■ SOURCE DOCUMENT ■
Who would sell a used chuck by itself ?

And why would you buy the brand new lathe without something to get started with ?

How can you "run off" the lathe and accept it, making final payment ?

Most every machine dealer would void warrantees because YOU put a unknown (to them) chuck on the new machine....:nutter:
 
Who would sell a used chuck by itself ?

I scrapped two Southbend Magnaturn pieces of crap having to pay to have them hauled away over a dozen years ago. I took the 6" Kitagawa chucks off and sold them on E-bay, they were in perfectly fine shape, auctioning them off I got about 15% of new price.
 
I scrapped two Southbend Magnaturn pieces of crap having to pay to have them hauled away over a dozen years ago. I took the 6" Kitagawa chucks off and sold them on E-bay, they were in perfectly fine shape, auctioning them off I got about 15% of new price.

But can the Op find such a deal, in time for the run off ?
and even so, will the OEM accept them, for any warranty/performance issues that may arise ?

Real easy for the OEM to point the finger at the Non OEM chuck, and place all blame on it.
 
New chuck it is then, not worth the risk. The lathe does come with a new chuck. OEM choices are limited to 3-jaw models, you can select diameter. I thought it would be handy to have other types (4 jaw, collet, etc). Which chuck type do you CNC lathe guys use most?
 
I scrapped two Southbend Magnaturn pieces of crap having to pay to have them hauled away over a dozen years ago. I took the 6" Kitagawa chucks off and sold them on E-bay, they were in perfectly fine shape, auctioning them off I got about 15% of new price.

But can the Op find such a deal, in time for the run off ?
and even so, will the OEM accept them, for any warranty/performance issues that may arise ?

Real easy for the OEM to point the finger at the Non OEM chuck, and place all blame on it.

My point was not everyone selling a used chuck is selling worn out garbage. Also as for an OEM chuck I am pretty sure most machine builders are slapping an off the shelf chuck on their machines and not manufacturing them themselves.
 
I've had great luck with used power chucks.

You get into 15" chuck territory and a new one is the same price as a new Kia.
 
90% of my turning is done with collets...At any given time I have several chucks sitting around not being used.

So on a prior machine I thought I'd save money by not buying the chuck and put change towards a new Collet chuck setup.

■ DATASET CONTENT ■
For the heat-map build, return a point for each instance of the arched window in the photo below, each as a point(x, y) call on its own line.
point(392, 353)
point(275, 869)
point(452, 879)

■ REQUIRED ACTIONS ■
1. List every type of chuck that the lathe chuck discussion names, with each type given once.
2. Write the next part of the lathe chuck discussion, picking up after its last post.

■ ANSWER LIST ■
1.
3-jaw
4 jaw
collet
power chuck

2.
Nothing off the price of the machine and collet chuck was 3rd party, same price, no swapping

So new chuck it was.

And for that reason I say it is possible to buy a used chuck in great shape.

As to warranty issues...I had my machines installed with the collet chucks I purchased on my own. Never a problem...its not like your changing the motors or anything...the chuck, provided its properly rated is an interchangeable item...like tooling.
 
New chuck it is then, not worth the risk. The lathe does come with a new chuck. OEM choices are limited to 3-jaw models, you can select diameter. I thought it would be handy to have other types (4 jaw, collet, etc). Which chuck type do you CNC lathe guys use most?

Take a look at the Royal Quick Grip or Hardinge Flex-C collet chucks.
 
New chuck it is then, not worth the risk. The lathe does come with a new chuck. OEM choices are limited to 3-jaw models, you can select diameter. I thought it would be handy to have other types (4 jaw, collet, etc). Which chuck type do you CNC lathe guys use most?

The type of work holding you choose is entirely dependent on your type of work--not mine. What do you plan to do with the machine?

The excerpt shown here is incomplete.